──────── SOURCE MATERIAL

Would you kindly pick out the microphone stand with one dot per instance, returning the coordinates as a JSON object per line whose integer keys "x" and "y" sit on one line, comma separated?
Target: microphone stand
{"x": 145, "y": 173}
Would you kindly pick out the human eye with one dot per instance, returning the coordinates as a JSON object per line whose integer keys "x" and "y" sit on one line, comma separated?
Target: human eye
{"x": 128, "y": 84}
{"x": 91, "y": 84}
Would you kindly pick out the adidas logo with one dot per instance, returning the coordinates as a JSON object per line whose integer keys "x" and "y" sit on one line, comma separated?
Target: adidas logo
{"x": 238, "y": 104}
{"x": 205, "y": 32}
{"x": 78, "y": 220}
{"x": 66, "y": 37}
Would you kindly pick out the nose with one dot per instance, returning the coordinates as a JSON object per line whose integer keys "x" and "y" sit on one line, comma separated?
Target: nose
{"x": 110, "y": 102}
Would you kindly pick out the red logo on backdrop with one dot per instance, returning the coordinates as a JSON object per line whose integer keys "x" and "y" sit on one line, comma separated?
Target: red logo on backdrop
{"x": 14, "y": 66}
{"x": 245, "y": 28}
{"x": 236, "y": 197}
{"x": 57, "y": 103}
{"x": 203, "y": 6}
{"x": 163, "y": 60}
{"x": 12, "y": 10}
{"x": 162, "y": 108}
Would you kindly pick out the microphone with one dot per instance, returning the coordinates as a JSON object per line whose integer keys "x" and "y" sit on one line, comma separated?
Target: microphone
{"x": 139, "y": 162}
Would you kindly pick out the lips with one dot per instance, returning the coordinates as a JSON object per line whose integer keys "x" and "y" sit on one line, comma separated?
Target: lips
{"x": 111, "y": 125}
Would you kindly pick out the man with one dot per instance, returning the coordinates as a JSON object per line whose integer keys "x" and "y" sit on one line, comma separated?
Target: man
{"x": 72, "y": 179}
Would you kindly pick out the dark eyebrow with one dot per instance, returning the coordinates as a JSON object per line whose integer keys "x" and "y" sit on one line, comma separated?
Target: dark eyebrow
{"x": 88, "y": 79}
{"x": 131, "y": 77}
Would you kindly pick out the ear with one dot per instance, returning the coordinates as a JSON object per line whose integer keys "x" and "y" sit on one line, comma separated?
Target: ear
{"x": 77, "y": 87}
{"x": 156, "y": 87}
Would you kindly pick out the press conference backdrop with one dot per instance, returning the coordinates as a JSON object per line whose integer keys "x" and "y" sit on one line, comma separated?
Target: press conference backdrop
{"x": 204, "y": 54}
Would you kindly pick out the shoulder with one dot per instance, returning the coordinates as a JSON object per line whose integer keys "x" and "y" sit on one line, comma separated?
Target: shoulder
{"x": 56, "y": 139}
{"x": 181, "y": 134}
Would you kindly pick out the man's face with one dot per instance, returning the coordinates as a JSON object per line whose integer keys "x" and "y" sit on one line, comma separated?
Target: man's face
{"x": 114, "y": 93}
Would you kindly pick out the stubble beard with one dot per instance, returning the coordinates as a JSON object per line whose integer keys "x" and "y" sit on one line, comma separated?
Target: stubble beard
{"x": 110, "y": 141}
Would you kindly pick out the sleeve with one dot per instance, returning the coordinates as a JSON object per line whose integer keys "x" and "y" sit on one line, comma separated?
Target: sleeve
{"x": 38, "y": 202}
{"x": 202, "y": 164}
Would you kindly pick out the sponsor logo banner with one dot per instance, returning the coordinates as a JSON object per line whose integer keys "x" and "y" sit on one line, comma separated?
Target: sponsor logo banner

────────────────

### THE PROBLEM
Output the full listing without altering anything.

### SOLVED PROBLEM
Would you kindly pick out the microphone stand with one dot per instance, returning the coordinates as a JSON object per line whose integer keys "x" and "y" sit on one line, comma separated?
Target: microphone stand
{"x": 145, "y": 173}
Would you kindly pick out the human eye with one dot per instance, returning the coordinates as a JSON object per line whose integer keys "x" and "y" sit on one line, comma separated?
Target: human eye
{"x": 128, "y": 84}
{"x": 91, "y": 84}
Would you kindly pick out the adidas logo with one dot per instance, returning the coordinates as a JSON object per line whose integer keys "x" and "y" sit on one line, comma separated?
Target: adidas logo
{"x": 238, "y": 104}
{"x": 205, "y": 32}
{"x": 78, "y": 220}
{"x": 66, "y": 37}
Would you kindly pick out the nose with one dot per instance, returning the coordinates as a JSON object per line whose integer keys "x" and "y" sit on one line, comma separated?
Target: nose
{"x": 110, "y": 102}
Would you kindly pick out the red logo on backdrop with one dot per instance, returning the coordinates as a JSON object per line whose integer keys "x" and "y" sit on one line, comma separated?
Target: red logo on backdrop
{"x": 14, "y": 66}
{"x": 245, "y": 28}
{"x": 236, "y": 197}
{"x": 57, "y": 103}
{"x": 203, "y": 6}
{"x": 163, "y": 60}
{"x": 12, "y": 10}
{"x": 162, "y": 108}
Would you kindly pick out the microphone with one dot per instance, returning the coordinates as a JSON object per line whose integer keys "x" and "y" sit on one line, comma separated?
Target: microphone
{"x": 139, "y": 162}
Would you kindly pick out the lips with one dot per instance, returning the coordinates as a JSON object per line whose integer keys "x" and "y" sit on one line, comma separated?
Target: lips
{"x": 111, "y": 125}
Would you kindly pick out the man with one dot per instance, returning the coordinates as a JSON object per line whose integer keys "x" and "y" sit on one line, comma separated?
Target: man
{"x": 72, "y": 179}
Would you kindly pick out the dark eyebrow with one dot per instance, returning the coordinates as a JSON object per line whose integer keys "x" and "y" sit on one line, comma separated?
Target: dark eyebrow
{"x": 88, "y": 79}
{"x": 131, "y": 77}
Would you kindly pick out the ear with one dot per instance, returning the coordinates as a JSON object per line whose integer keys "x" and "y" sit on one line, comma separated?
Target: ear
{"x": 77, "y": 87}
{"x": 156, "y": 87}
Would you kindly pick out the press conference backdrop with one dot per instance, returning the coordinates as a JSON object per line whose integer keys "x" and "y" sit on one line, comma separated?
Target: press conference backdrop
{"x": 204, "y": 54}
Would you kindly pick out the shoulder with one dot per instance, returning the coordinates as a JSON object per line whose integer keys "x" and "y" sit on one line, comma separated?
Target: shoulder
{"x": 56, "y": 139}
{"x": 181, "y": 134}
Would you kindly pick out the man's face with one dot per instance, returning the coordinates as a JSON object per line whose integer keys "x" and "y" sit on one line, comma separated?
Target: man's face
{"x": 114, "y": 93}
Would you kindly pick out the stubble beard with one dot per instance, returning the coordinates as a JSON object per line whose integer keys "x" and "y" sit on one line, comma separated?
Target: stubble beard
{"x": 110, "y": 141}
Would you kindly pick out the sleeve with one dot per instance, returning the coordinates as a JSON object per line whose integer keys "x" and "y" sit on one line, comma separated?
Target: sleeve
{"x": 38, "y": 202}
{"x": 202, "y": 164}
Would you kindly pick out the sponsor logo banner with one dot per instance, returning the coordinates as a JSON object per line whose integer keys "x" and "y" sit on one line, comma separated?
Target: sponsor logo banner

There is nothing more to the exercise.